WRITTEN EXERCISE: Every record must be written out once more, with nothing added or omitted.

◇ ◇ ◇ ◇ ◇

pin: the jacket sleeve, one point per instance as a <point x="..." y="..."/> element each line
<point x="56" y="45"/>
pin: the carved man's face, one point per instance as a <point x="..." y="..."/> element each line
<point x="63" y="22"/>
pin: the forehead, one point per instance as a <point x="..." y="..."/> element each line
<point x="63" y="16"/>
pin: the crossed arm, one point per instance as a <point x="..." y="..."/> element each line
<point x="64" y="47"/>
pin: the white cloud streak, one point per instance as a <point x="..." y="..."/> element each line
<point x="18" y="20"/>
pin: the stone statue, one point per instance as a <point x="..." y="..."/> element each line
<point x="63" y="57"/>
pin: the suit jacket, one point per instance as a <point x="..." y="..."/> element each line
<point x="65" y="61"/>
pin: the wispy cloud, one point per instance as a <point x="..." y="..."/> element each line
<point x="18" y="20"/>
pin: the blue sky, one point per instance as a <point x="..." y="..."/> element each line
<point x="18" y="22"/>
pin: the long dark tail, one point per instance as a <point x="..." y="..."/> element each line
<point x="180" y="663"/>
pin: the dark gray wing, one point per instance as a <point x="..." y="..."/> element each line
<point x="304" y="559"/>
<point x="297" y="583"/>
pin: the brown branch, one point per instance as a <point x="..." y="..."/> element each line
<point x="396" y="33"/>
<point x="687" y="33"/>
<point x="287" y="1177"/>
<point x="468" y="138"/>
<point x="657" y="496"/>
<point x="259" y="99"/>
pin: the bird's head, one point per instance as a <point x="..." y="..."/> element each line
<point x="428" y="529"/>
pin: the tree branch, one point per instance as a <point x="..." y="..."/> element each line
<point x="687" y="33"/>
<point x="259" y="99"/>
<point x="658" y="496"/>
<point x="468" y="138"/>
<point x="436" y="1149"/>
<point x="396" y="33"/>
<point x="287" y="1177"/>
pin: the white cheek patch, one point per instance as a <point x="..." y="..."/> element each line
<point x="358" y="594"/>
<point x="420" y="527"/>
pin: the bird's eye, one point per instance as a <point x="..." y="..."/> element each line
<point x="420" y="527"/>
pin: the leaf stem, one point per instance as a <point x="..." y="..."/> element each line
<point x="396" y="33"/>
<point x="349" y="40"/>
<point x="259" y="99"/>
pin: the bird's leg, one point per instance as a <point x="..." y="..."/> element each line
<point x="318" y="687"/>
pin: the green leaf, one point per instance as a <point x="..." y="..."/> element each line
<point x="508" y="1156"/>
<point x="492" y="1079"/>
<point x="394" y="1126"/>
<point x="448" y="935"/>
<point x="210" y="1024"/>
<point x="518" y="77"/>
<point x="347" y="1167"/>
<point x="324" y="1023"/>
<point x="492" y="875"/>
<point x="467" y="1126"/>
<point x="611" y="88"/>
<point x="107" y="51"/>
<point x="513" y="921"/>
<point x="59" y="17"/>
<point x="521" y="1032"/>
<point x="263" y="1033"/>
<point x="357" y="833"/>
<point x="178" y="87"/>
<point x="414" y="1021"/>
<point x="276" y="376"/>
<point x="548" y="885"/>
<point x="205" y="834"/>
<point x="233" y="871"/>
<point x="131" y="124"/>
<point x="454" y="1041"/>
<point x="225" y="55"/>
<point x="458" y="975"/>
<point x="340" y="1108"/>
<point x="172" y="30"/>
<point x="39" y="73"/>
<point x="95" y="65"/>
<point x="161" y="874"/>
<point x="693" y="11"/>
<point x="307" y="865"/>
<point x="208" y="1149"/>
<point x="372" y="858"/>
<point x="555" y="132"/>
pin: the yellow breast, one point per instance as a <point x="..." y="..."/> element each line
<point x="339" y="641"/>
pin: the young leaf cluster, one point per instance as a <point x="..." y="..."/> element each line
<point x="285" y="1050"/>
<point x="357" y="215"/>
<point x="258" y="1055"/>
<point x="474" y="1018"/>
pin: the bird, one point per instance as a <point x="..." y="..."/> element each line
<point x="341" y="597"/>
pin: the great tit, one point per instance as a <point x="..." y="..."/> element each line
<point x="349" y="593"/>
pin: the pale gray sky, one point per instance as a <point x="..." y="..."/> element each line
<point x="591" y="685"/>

◇ ◇ ◇ ◇ ◇

OUTPUT FOR THIS TASK:
pin: the jacket sleeve, one point per instance as a <point x="..." y="..."/> element each line
<point x="56" y="45"/>
pin: the carved man's face, one point per instance as a <point x="..." y="..."/> element each line
<point x="63" y="22"/>
pin: the forehead, one point per instance as a <point x="..." y="..."/> element each line
<point x="63" y="16"/>
pin: the crossed arm, one point per instance as a <point x="..." y="..."/> element each line
<point x="64" y="47"/>
pin: the white cloud streak, one point per instance as a <point x="..." y="..."/> element each line
<point x="18" y="20"/>
pin: the stone statue, one point per instance as a <point x="..." y="..."/> element each line
<point x="63" y="57"/>
pin: the suit jacket, one point per instance as a <point x="..." y="..."/> element each line
<point x="65" y="61"/>
pin: the wispy cloud, one point per instance as a <point x="..." y="..."/> element each line
<point x="18" y="20"/>
pin: the blue sky, one point per instance as a <point x="..." y="..."/> element each line
<point x="18" y="22"/>
pin: the long dark tail, one point per instance as a <point x="..." y="..."/> element each line
<point x="180" y="663"/>
pin: the dark gray wing, one point per instance as a <point x="..." y="..."/> element each line
<point x="304" y="559"/>
<point x="297" y="583"/>
pin: the brown branch, one point per instance as a <point x="..." y="..."/> element each line
<point x="396" y="33"/>
<point x="687" y="33"/>
<point x="287" y="1177"/>
<point x="468" y="138"/>
<point x="657" y="496"/>
<point x="259" y="99"/>
pin: the bird's head, one point per instance as a <point x="..." y="..."/> element each line
<point x="428" y="529"/>
pin: the tree branch, one point per instance as a <point x="..." y="..."/> element each line
<point x="687" y="33"/>
<point x="259" y="99"/>
<point x="658" y="496"/>
<point x="468" y="138"/>
<point x="436" y="1149"/>
<point x="396" y="33"/>
<point x="287" y="1177"/>
pin: the white cheek patch, one point per instance as a <point x="..." y="..."/> element each line
<point x="358" y="594"/>
<point x="420" y="527"/>
pin: the bird's eye, one point per instance as a <point x="..." y="..."/> element each line
<point x="420" y="527"/>
pin: the leaf stem, one point per instance as a <point x="..." y="..."/> element each line
<point x="396" y="33"/>
<point x="349" y="40"/>
<point x="259" y="99"/>
pin: the bird's leg, one point per instance as a <point x="..." y="..."/> element each line
<point x="318" y="687"/>
pin: the green leaf, one point per instance as a <point x="..." y="..."/> element each line
<point x="508" y="1156"/>
<point x="492" y="1079"/>
<point x="394" y="1126"/>
<point x="448" y="935"/>
<point x="210" y="1024"/>
<point x="518" y="77"/>
<point x="347" y="1167"/>
<point x="324" y="1023"/>
<point x="492" y="875"/>
<point x="467" y="1126"/>
<point x="611" y="88"/>
<point x="107" y="51"/>
<point x="513" y="921"/>
<point x="59" y="17"/>
<point x="521" y="1032"/>
<point x="263" y="1033"/>
<point x="357" y="833"/>
<point x="178" y="87"/>
<point x="414" y="1021"/>
<point x="276" y="376"/>
<point x="548" y="885"/>
<point x="205" y="834"/>
<point x="233" y="871"/>
<point x="131" y="124"/>
<point x="454" y="1041"/>
<point x="225" y="55"/>
<point x="458" y="975"/>
<point x="340" y="1108"/>
<point x="172" y="30"/>
<point x="39" y="73"/>
<point x="95" y="65"/>
<point x="161" y="874"/>
<point x="693" y="11"/>
<point x="307" y="865"/>
<point x="208" y="1149"/>
<point x="372" y="858"/>
<point x="555" y="132"/>
pin: the yellow breast, one point per instance as a <point x="..." y="..."/> element each line
<point x="339" y="641"/>
pin: the young leaf cluster, one point per instance as a <point x="..." y="..."/> element each line
<point x="285" y="1050"/>
<point x="357" y="215"/>
<point x="258" y="1055"/>
<point x="474" y="1018"/>
pin: the bird, one point per instance as a <point x="..." y="..."/> element each line
<point x="341" y="597"/>
pin: the great tit, one point per instance as a <point x="..." y="..."/> element each line
<point x="349" y="593"/>
pin: the pale gray sky, one point per instance as a <point x="..." y="..."/> element each line
<point x="591" y="685"/>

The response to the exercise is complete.